## Parts of the exercise
- 1) Switch "pyramid" to "ladder" in the passage on Sharon Maas, and give everything from "The insult —" down to "your lap unasked’." with that change.
- 2) Answer these questions from the passage on Sharon Maas:
(a) In what year was Maas born?
(b) On which street did the family's Dutch Colonial house stand?
(c) How many novels has Maas written?
- 3) Write the next part of the passage on Sharon Maas, picking up after its last sentence.

## Passage given
::::
The insult — which came from a white South African girl — cut through ten-yearold Sharon Maas ‘like a knife’. She was the only dark-skinned girl at Harrogate Ladies’ College in the early 1960s.

The shy little Maas had been raised to believe that all people are equal. But that day she realised that ‘It’s one thing to know, intellectu­ally, that people of all colours and races are equal. It’s quite another to ignore the reality that was out there in plain sight: white people were at the top of the racial pyramid, and the lighter you were the easier it would be to rise.’

Now in her seventies, Maas, the author of 13 novels, believes the ‘hard struggles’ of her childhood forced her to develop ‘a strength of mind you simply can’t cultivate when everything falls into your lap unasked’.

A fiercely independen­t only child, Maas was born in Guyana in 1951. Back then it was ‘British Guiana’, affectiona­tely known by its inhabitant­s as ‘BG’. As a child, Maas wasn’t able to understand the arguments against empire and felt that ‘Britain’s seemingly benign hand held us safe and cosy . . . you basked in the comfiness of it all’.

With both her parents busy at work and soon divorced, Maas was raised mostly by aunts and grandmothe­rs in the family’s large Dutch Colonial house on Lamaha Street, where cooling, lime-scented breezes blew through the ornately carved windows.

As she grew, the solitary Maas lost herself in Enid Blyton’s Famous Five stories, although the books alerted her to the racism she’d later encounter, when Anne (the youngest of the Five) woke to see a man’s face at her bedroom window. ‘Oh Julian!’ the character sobbed. ‘What if it was a black man!’ Maas was stung by the fact that ‘even the children in the books I read knew that their race was a better one’.
::::
## Information provided
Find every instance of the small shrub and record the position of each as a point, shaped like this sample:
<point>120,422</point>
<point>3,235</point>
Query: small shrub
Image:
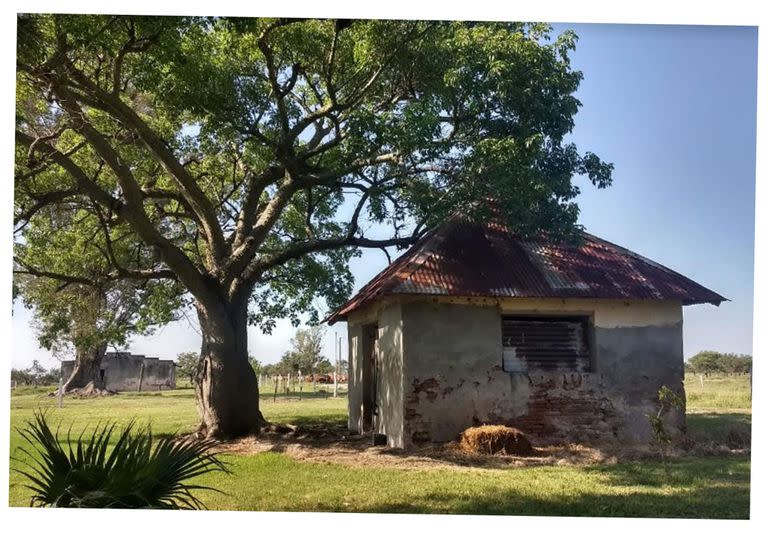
<point>138,472</point>
<point>668,400</point>
<point>494,440</point>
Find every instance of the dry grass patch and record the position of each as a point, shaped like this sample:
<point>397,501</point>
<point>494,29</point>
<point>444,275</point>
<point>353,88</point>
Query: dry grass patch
<point>495,440</point>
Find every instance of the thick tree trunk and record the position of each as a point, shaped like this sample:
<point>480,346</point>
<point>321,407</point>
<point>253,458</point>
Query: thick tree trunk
<point>226,387</point>
<point>87,368</point>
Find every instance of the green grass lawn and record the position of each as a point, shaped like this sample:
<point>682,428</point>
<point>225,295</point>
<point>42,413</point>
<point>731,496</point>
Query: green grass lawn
<point>701,487</point>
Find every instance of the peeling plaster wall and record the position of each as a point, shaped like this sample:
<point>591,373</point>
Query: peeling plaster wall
<point>355,380</point>
<point>388,414</point>
<point>453,376</point>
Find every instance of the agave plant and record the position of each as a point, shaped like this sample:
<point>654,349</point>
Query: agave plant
<point>139,471</point>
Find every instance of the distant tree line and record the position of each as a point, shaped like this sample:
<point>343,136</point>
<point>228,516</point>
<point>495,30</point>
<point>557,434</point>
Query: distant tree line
<point>36,374</point>
<point>711,362</point>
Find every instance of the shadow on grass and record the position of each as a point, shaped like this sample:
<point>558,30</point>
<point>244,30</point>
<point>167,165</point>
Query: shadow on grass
<point>716,426</point>
<point>710,488</point>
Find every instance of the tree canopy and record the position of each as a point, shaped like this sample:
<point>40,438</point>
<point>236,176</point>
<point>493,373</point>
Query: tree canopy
<point>252,158</point>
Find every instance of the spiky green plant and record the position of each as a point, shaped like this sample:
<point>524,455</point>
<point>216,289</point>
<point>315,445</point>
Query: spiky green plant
<point>139,471</point>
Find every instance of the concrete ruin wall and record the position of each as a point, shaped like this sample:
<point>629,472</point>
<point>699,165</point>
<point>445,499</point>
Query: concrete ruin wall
<point>123,372</point>
<point>447,353</point>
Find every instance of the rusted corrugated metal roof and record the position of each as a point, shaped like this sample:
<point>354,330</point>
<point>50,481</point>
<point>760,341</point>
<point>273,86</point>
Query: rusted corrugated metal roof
<point>465,259</point>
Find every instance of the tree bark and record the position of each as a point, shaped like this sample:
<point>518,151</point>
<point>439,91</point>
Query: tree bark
<point>87,367</point>
<point>226,387</point>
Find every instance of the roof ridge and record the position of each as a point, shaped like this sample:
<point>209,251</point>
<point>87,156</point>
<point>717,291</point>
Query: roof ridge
<point>646,260</point>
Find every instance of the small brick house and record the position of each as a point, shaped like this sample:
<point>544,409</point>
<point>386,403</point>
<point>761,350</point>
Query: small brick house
<point>473,325</point>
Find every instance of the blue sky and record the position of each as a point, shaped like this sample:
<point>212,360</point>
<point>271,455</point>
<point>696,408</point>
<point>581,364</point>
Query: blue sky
<point>673,107</point>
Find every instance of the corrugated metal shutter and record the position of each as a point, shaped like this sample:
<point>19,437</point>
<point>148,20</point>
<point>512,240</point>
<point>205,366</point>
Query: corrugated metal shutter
<point>548,343</point>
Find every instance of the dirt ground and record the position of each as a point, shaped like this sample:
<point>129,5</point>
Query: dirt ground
<point>324,444</point>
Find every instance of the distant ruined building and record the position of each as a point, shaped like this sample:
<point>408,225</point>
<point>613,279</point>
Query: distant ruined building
<point>124,371</point>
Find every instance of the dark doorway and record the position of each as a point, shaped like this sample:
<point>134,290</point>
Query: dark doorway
<point>370,342</point>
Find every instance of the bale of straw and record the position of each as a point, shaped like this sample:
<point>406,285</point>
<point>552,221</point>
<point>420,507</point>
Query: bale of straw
<point>495,439</point>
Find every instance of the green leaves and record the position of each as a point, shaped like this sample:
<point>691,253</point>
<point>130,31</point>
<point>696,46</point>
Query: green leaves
<point>260,152</point>
<point>137,471</point>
::::
## Results
- 1)
The insult — which came from a white South African girl — cut through ten-yearold Sharon Maas ‘like a knife’. She was the only dark-skinned girl at Harrogate Ladies’ College in the early 1960s.

The shy little Maas had been raised to believe that all people are equal. But that day she realised that ‘It’s one thing to know, intellectu­ally, that people of all colours and races are equal. It’s quite another to ignore the reality that was out there in plain sight: white people were at the top of the racial ladder, and the lighter you were the easier it would be to rise.’

Now in her seventies, Maas, the author of 13 novels, believes the ‘hard struggles’ of her childhood forced her to develop ‘a strength of mind you simply can’t cultivate when everything falls into your lap unasked’.

- 2)
(a) 1951
(b) Lamaha Street
(c) 13

- 3)
Yet it was ‘thanks to Enid Blyton that my soul settled in England’. Maas longed for the boarding school experience she’d read about in Malory Towers and her ambitious mother worked hard to ensure her clever child got what she wanted.

Maas’s account of her time in Harrogate will resonate with anyone who attended boarding school during the 1960s. She’s funny about the deportment lessons, serge knickers and eccentric teachers. After the bountiful fruit platters of Guyana, she was appalled by the awful school meals, including ‘a dish masqueradi­ng as stew that we called “chewed-up-and-spat-out” ’.

Despite her difference­s, Maas made wonderful friends and still has happy memories of her Harrogate years. Looking back in this richly evocative memoir, she is aware that many dark-skinned people ‘have faced and still face horrific abuse and treatment in the United Kingdom’, but she says that she was ‘never mocked’ by her ‘polite’ classmates.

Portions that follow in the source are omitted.